REQUEST:
Copy the data from the line containing "Can you find the man in dark" through the line containing "x=124, y=125", substituting "greeting" for "handshake" and leaving everything else unchanged.

-- BEGIN --

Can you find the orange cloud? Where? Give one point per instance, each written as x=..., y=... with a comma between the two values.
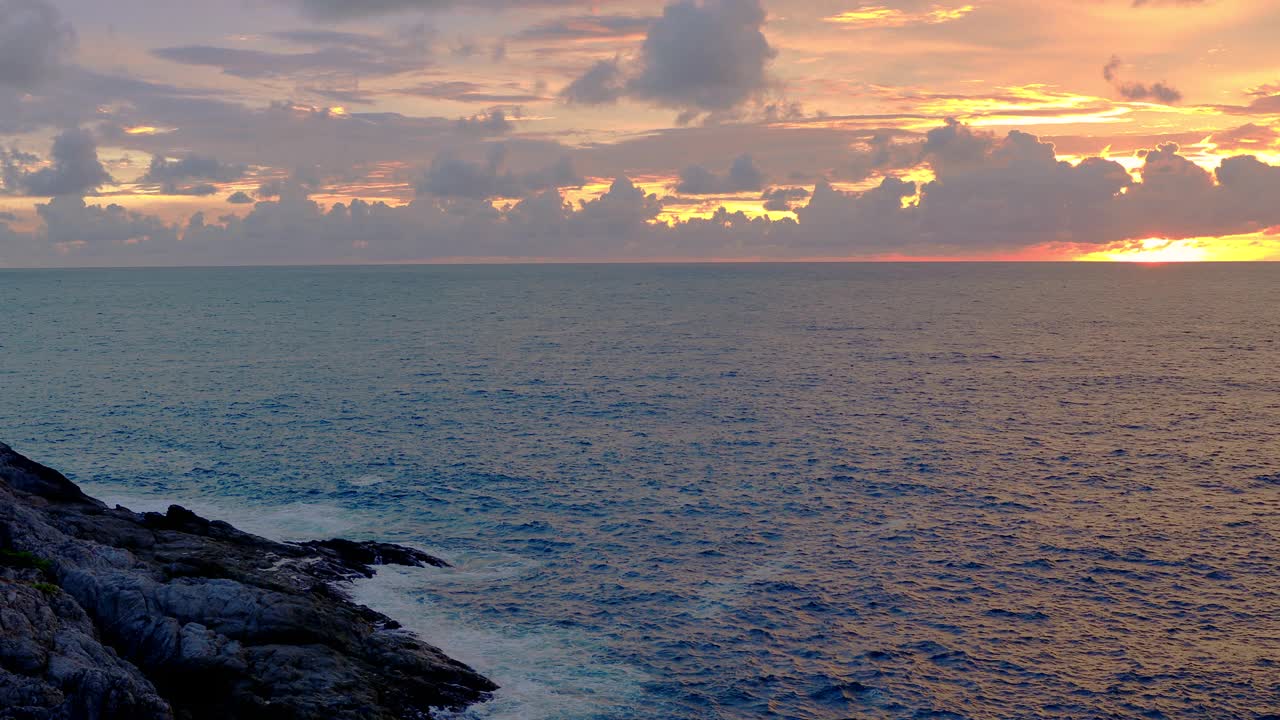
x=881, y=17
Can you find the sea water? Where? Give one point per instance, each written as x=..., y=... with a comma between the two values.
x=721, y=491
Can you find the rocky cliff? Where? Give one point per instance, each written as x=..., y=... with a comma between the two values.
x=112, y=614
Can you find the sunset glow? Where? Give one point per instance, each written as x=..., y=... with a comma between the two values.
x=627, y=130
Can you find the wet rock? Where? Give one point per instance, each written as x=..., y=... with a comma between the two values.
x=114, y=614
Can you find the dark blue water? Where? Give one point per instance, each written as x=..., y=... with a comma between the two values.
x=732, y=491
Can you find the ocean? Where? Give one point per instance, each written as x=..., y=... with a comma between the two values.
x=803, y=491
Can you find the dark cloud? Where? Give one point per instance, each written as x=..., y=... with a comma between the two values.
x=35, y=41
x=700, y=55
x=73, y=169
x=991, y=194
x=743, y=176
x=1139, y=91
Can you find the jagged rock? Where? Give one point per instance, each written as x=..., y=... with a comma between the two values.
x=110, y=614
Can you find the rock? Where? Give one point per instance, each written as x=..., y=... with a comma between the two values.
x=114, y=614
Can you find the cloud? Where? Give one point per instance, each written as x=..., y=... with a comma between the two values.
x=1156, y=91
x=991, y=194
x=72, y=226
x=873, y=17
x=449, y=176
x=1246, y=137
x=700, y=55
x=494, y=122
x=172, y=172
x=586, y=27
x=355, y=9
x=74, y=168
x=333, y=54
x=464, y=91
x=35, y=41
x=602, y=83
x=780, y=199
x=743, y=176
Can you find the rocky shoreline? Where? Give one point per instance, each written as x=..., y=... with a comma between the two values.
x=112, y=614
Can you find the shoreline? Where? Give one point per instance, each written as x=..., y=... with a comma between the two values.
x=118, y=614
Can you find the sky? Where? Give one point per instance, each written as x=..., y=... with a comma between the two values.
x=137, y=132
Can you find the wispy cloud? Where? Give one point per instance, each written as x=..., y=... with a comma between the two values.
x=881, y=17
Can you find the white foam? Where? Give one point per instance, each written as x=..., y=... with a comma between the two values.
x=292, y=522
x=544, y=673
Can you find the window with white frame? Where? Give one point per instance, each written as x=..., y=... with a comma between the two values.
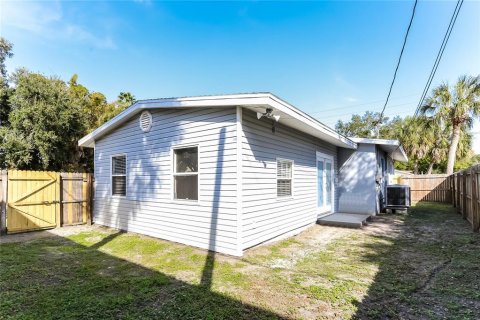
x=119, y=175
x=284, y=178
x=185, y=173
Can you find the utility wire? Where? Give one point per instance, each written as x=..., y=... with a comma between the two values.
x=439, y=54
x=399, y=60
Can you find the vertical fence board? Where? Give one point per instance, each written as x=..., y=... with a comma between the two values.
x=434, y=188
x=3, y=202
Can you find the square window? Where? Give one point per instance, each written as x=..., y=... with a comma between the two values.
x=119, y=175
x=185, y=179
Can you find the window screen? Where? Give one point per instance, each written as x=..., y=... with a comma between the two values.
x=185, y=178
x=284, y=178
x=119, y=175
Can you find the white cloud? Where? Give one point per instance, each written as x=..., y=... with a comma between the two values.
x=350, y=99
x=47, y=20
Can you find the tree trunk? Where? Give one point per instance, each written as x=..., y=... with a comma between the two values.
x=452, y=151
x=430, y=168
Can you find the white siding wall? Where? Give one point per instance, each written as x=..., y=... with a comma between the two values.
x=148, y=207
x=264, y=215
x=356, y=180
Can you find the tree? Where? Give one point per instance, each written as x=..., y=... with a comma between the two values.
x=457, y=106
x=411, y=136
x=362, y=126
x=126, y=99
x=5, y=90
x=45, y=125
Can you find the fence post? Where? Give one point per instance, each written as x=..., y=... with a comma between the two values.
x=475, y=208
x=3, y=202
x=464, y=195
x=58, y=196
x=89, y=195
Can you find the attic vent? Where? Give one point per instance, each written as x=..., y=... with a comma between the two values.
x=145, y=121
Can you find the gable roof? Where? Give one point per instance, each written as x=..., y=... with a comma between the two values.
x=392, y=147
x=258, y=102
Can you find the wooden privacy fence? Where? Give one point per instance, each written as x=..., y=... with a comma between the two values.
x=466, y=195
x=461, y=189
x=432, y=187
x=36, y=200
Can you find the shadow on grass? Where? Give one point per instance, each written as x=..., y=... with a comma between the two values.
x=59, y=278
x=428, y=270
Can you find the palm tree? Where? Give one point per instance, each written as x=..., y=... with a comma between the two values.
x=457, y=106
x=436, y=138
x=412, y=139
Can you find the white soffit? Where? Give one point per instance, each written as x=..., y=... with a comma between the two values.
x=289, y=115
x=392, y=147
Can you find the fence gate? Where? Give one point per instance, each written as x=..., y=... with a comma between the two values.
x=33, y=200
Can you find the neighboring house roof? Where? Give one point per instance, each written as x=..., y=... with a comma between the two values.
x=258, y=102
x=392, y=147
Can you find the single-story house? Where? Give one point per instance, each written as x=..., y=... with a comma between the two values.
x=226, y=173
x=363, y=174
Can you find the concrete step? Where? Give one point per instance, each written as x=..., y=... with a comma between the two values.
x=348, y=220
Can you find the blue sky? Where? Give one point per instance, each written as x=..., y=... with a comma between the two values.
x=330, y=59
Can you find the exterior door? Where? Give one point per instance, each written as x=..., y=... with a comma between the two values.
x=325, y=183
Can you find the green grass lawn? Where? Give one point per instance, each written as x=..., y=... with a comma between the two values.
x=424, y=264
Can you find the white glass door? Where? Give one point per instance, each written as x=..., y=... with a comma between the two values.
x=325, y=183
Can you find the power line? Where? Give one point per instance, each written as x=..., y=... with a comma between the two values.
x=399, y=58
x=440, y=54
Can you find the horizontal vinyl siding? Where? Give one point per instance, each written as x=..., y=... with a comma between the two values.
x=356, y=180
x=148, y=208
x=264, y=215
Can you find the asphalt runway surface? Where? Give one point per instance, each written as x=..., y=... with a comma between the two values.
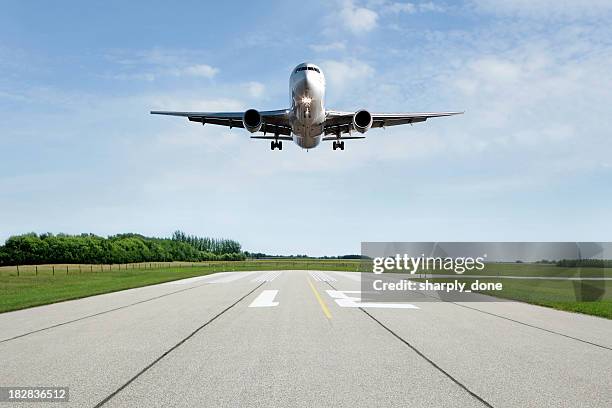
x=303, y=339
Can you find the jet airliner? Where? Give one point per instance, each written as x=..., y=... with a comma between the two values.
x=307, y=122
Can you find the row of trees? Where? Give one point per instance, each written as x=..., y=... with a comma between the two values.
x=585, y=263
x=205, y=244
x=123, y=248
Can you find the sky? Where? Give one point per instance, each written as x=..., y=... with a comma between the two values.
x=529, y=161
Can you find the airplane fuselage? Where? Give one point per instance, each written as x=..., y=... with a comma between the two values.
x=307, y=113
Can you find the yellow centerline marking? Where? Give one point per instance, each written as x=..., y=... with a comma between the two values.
x=320, y=300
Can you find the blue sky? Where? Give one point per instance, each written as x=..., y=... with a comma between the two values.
x=530, y=159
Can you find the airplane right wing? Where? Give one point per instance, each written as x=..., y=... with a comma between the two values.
x=274, y=122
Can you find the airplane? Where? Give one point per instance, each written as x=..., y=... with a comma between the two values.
x=307, y=123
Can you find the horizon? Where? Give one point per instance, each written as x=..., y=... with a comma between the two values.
x=527, y=162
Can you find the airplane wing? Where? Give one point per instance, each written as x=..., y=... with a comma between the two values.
x=276, y=121
x=337, y=122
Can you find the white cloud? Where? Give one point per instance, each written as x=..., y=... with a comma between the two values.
x=357, y=19
x=199, y=70
x=341, y=73
x=256, y=89
x=396, y=7
x=332, y=46
x=151, y=65
x=567, y=9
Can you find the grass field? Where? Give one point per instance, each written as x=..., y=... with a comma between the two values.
x=594, y=298
x=43, y=284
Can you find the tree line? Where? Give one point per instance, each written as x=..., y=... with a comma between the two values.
x=585, y=263
x=31, y=249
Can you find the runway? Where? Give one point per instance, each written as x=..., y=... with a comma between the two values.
x=303, y=339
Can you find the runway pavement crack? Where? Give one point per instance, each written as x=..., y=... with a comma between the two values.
x=423, y=356
x=171, y=349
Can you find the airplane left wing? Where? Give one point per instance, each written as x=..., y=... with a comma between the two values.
x=274, y=122
x=342, y=122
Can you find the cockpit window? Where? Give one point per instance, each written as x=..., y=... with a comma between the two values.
x=307, y=68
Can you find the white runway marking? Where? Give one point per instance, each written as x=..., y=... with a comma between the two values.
x=356, y=276
x=265, y=299
x=267, y=277
x=343, y=300
x=322, y=277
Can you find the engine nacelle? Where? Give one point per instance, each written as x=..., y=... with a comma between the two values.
x=362, y=121
x=252, y=120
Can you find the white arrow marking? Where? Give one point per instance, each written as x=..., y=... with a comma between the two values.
x=265, y=299
x=343, y=300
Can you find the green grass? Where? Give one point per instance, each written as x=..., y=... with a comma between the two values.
x=524, y=269
x=582, y=297
x=593, y=298
x=32, y=288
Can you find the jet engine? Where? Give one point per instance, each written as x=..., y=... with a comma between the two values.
x=362, y=121
x=252, y=120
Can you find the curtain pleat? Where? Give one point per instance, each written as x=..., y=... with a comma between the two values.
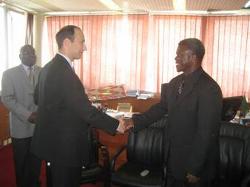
x=139, y=51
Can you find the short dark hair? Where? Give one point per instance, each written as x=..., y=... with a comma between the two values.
x=195, y=45
x=65, y=32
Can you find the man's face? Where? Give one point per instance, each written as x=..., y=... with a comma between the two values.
x=28, y=55
x=78, y=45
x=184, y=60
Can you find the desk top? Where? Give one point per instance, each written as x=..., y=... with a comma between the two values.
x=139, y=105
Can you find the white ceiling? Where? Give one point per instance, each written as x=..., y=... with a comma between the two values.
x=43, y=6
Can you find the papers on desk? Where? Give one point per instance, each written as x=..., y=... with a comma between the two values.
x=117, y=115
x=145, y=96
x=140, y=94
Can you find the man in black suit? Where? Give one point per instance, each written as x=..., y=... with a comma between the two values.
x=193, y=103
x=65, y=113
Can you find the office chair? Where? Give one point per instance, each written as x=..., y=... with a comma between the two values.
x=234, y=165
x=95, y=171
x=145, y=159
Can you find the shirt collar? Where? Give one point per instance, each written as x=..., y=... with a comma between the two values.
x=192, y=77
x=67, y=58
x=26, y=68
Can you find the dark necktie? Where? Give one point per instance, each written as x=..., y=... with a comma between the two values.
x=31, y=76
x=180, y=88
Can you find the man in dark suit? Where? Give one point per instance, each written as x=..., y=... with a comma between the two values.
x=65, y=113
x=193, y=103
x=17, y=95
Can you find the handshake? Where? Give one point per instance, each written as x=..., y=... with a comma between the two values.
x=124, y=125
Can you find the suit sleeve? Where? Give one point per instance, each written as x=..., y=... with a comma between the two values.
x=80, y=104
x=9, y=98
x=206, y=137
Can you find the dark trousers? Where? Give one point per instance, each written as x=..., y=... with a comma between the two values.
x=172, y=182
x=27, y=165
x=63, y=176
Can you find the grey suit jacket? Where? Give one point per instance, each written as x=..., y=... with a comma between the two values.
x=17, y=96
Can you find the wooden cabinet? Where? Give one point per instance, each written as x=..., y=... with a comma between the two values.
x=4, y=125
x=115, y=142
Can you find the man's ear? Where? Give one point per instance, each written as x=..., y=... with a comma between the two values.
x=66, y=42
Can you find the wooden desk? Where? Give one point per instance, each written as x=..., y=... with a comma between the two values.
x=115, y=142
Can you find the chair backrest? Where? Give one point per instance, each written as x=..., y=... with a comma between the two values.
x=146, y=146
x=234, y=152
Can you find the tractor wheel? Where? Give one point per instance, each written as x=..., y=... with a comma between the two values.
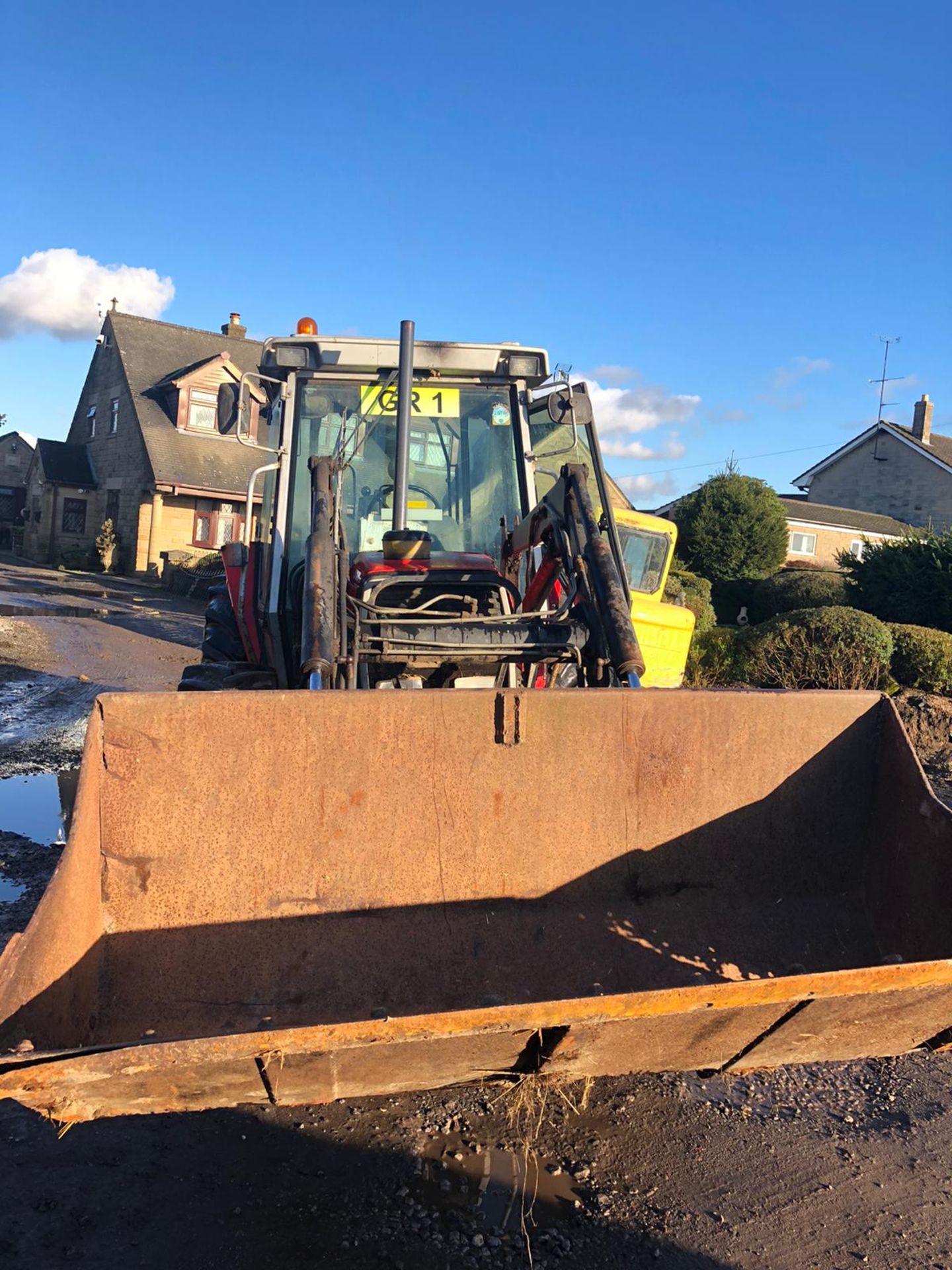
x=223, y=666
x=221, y=640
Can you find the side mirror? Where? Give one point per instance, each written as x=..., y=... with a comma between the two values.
x=227, y=407
x=561, y=403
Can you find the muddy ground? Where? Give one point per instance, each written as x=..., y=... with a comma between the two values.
x=826, y=1167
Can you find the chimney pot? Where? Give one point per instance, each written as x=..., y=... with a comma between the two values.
x=234, y=327
x=922, y=419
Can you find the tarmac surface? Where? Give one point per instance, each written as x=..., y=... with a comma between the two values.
x=828, y=1166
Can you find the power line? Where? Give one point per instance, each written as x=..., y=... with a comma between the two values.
x=743, y=459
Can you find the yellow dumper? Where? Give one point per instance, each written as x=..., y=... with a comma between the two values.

-- END --

EXERCISE OUTPUT:
Can you find the man in dark suit? Where? Give one point per instance, each written as x=..., y=... with a comma between the two values.
x=65, y=113
x=193, y=103
x=17, y=95
Can you find the greeting? Where? Give one point per instance, each written as x=..., y=... with a comma between the two values.
x=124, y=125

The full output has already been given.